== About this exercise ==
Reproduce the passage on the patient experience officer role word for word, everything from "Phillips not only" down to "responsibilities make sense.".

== Given passage ==
>>>

Her title may be chief patient experience officer, but Dr. Shannon Connor Phillips oversees much more at Intermountain Healthcare.
Phillips not only leads the patient experience agenda, but safety and quality priorities in this first-of-its-kind role for the Salt Lake City-based health system.
Phillips, who joined Intermountain last year, said the broad responsibilities make sense.
"(My role) is truly about delivering an extraordinary experience for patients, and you can't do that without (considering) safety and quality," she said.
Phillips is part of a small, but growing group of executives charged with understanding the totality of things that impact the patient experience. It's a subtle, yet substantial evolution. Providers now recognize that patient experience is more than just whether or not care met the patients' expectations—often called patient satisfaction—but it's also closely tied to an organization's safety and quality performance.
"To say patient experience and just be thinking about patient satisfaction is not right, and I think that's why there is a lot of transition with the role right now. The definition of patient experience has changed," said Dr. John Bonamo, chief medical and quality officer of RWJBarnabas Health. Like Phillips, he oversees the trifecta of areas that most influence the patient experience—safety, quality and satisfaction.
Chief experience officers first popped up in healthcare roughly 10 years ago. The role has only increased in strategic importance for healthcare organizations since implementation of the Affordable Care Act, which tied patient satisfaction scores to reimbursement.

<<<

Lines from a dataset
>>>

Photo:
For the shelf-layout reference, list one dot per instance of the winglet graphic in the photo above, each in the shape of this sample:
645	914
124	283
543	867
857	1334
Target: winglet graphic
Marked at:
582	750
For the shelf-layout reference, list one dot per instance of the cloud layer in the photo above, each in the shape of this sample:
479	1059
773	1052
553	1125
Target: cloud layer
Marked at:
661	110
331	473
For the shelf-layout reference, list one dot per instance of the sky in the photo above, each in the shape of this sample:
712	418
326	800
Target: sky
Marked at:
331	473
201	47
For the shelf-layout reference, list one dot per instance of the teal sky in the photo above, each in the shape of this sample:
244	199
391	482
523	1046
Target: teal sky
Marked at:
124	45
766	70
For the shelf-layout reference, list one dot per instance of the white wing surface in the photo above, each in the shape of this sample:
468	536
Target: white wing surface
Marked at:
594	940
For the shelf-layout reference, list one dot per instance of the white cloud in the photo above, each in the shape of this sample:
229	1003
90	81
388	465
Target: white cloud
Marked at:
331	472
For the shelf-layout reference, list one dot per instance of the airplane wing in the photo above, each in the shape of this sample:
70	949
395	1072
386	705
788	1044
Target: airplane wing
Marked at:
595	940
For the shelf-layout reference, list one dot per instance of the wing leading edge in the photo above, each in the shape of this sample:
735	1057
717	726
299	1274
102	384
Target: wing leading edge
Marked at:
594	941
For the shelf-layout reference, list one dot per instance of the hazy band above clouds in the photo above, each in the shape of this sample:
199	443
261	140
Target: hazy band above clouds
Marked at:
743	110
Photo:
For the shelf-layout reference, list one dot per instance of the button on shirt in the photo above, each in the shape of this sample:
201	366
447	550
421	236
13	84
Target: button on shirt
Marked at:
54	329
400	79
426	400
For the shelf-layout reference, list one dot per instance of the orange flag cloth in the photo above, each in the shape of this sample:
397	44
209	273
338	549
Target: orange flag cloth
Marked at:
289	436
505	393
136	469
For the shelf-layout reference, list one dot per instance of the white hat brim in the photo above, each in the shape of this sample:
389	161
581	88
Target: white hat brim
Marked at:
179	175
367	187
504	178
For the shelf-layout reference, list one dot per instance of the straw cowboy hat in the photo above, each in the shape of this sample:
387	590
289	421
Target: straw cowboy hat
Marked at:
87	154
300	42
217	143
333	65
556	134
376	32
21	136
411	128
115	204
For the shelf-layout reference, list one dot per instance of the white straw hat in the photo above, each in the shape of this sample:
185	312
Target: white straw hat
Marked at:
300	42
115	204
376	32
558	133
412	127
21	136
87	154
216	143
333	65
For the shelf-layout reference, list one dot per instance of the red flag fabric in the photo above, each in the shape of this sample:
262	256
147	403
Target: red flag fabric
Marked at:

<<<

== Task output ==
Phillips not only leads the patient experience agenda, but safety and quality priorities in this first-of-its-kind role for the Salt Lake City-based health system.
Phillips, who joined Intermountain last year, said the broad responsibilities make sense.